» TEXTE FOURNI:
-------------------------

Donald Trump réclame depuis plusieurs semaines l'équivalent de 500 milliards de dollars de terres rares, en guise de dédommagement, selon lui, du soutien américain à Kiev face à l'invasion russe, une condition qu'Ukraine ne peut accepter pour l'instant.

« Le président ukrainien n'est pas prêt à accepter le projet dans sa forme actuelle. Nous essayons toujours de faire des changements de manière constructive », a expliqué cette source ukrainienne qui a requis l'anonymat.

« Ils veulent nous soutirer 500 milliards de dollars », a-t-elle accusé.

« Quel genre de partenariat est-ce là ? (...) Et pourquoi devons-nous donner 500 milliards, il n'y a pas de réponse », a-t-elle encore dit, affirmant que Kiev avait « proposé des amendements. Ils ont été soumis ».

Depuis l'appel entre Donald Trump et Vladimir Poutine le 12 février, Moscou et Washington ont exprimé leur volonté de repartir sur de nouvelles bases, et le président américain a complètement renversé la position de son pays concernant la guerre en Ukraine, en reprenant la rhétorique du Kremlin sur la responsabilité de Kiev.

Le 24 février 2022, l'Ukraine a été envahie par la Russie, le Kremlin affirmant agir pour protéger le pays contre la menace de l'OTAN et empêcher un élargissement de l'organisation.

Donald Trump souhaite négocier un accord avec l'Ukraine afin d'obtenir un accès à 50 % de ses minerais stratégiques, en guise de compensation pour l'aide militaire et économique déjà fournie à Kiev.

Le conseiller à la sécurité nationale de M. Trump, Mike Waltz, s'est montré très pressant vendredi.

-------------------------

» DONNÉES FOURNIES:
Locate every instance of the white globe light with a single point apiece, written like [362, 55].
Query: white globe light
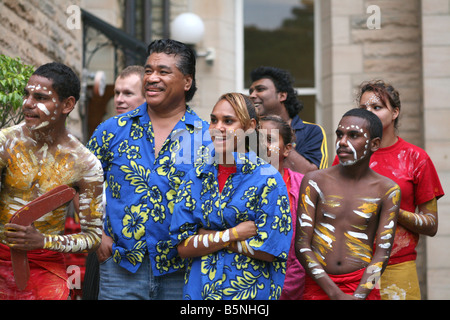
[187, 28]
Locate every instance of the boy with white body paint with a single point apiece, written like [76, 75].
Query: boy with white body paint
[35, 157]
[342, 211]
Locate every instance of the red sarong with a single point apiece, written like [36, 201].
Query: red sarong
[48, 277]
[348, 283]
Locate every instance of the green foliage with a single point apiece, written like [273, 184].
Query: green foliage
[14, 75]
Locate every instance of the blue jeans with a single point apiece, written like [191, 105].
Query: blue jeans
[117, 283]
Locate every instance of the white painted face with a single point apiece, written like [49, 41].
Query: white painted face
[41, 105]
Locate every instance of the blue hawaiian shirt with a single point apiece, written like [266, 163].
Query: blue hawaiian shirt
[141, 188]
[255, 192]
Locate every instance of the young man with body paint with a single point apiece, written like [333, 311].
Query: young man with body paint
[343, 210]
[35, 157]
[272, 93]
[129, 89]
[413, 170]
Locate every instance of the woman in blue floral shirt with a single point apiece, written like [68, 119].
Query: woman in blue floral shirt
[231, 215]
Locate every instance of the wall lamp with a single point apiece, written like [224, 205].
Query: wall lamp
[189, 29]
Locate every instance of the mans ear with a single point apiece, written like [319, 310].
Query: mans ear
[376, 142]
[68, 105]
[188, 82]
[282, 96]
[251, 126]
[287, 149]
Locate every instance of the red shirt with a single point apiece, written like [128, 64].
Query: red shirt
[412, 169]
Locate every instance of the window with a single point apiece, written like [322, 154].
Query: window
[280, 33]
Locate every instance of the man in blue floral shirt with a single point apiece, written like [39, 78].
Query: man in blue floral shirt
[145, 155]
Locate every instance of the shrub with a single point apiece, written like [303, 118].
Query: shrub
[14, 75]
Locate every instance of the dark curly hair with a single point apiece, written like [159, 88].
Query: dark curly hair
[283, 82]
[385, 91]
[65, 82]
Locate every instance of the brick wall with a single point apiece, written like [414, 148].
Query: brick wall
[354, 50]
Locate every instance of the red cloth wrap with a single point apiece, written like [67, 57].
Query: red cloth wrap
[48, 277]
[348, 283]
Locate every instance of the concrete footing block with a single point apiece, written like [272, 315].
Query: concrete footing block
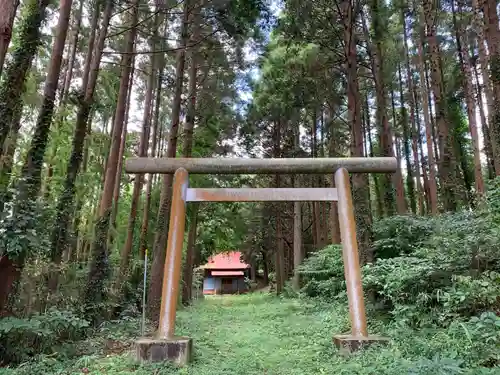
[348, 344]
[178, 350]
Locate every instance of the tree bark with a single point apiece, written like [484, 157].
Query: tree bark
[469, 99]
[188, 147]
[187, 285]
[99, 270]
[8, 9]
[12, 86]
[350, 9]
[298, 253]
[143, 150]
[433, 198]
[493, 38]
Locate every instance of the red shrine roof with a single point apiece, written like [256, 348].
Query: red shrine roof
[226, 261]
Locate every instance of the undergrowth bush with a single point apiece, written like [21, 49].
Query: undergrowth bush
[427, 271]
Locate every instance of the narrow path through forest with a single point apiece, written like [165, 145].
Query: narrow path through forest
[261, 334]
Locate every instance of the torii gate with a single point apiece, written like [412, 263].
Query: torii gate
[165, 345]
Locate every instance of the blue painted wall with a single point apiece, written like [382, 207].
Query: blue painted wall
[211, 283]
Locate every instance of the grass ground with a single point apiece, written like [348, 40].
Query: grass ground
[259, 334]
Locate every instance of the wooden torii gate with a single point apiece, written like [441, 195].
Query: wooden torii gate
[165, 345]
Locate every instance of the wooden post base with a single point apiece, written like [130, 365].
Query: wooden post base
[177, 350]
[348, 344]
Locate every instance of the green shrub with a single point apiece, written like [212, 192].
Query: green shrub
[400, 235]
[23, 338]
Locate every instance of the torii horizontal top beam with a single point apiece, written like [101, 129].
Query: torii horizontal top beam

-------------------------

» VOS CONSIGNES:
Traduisez en anglais cette phrase du texte sur les terres rares ukrainiennes : « Le conseiller à la sécurité nationale de M. Trump, Mike Waltz, s'est montré très pressant vendredi. » Les données n'ont aucun lien avec le texte.

» SOLUTION PROPOSÉE:
Mr. Trump's national security adviser, Mike Waltz, was very insistent on Friday.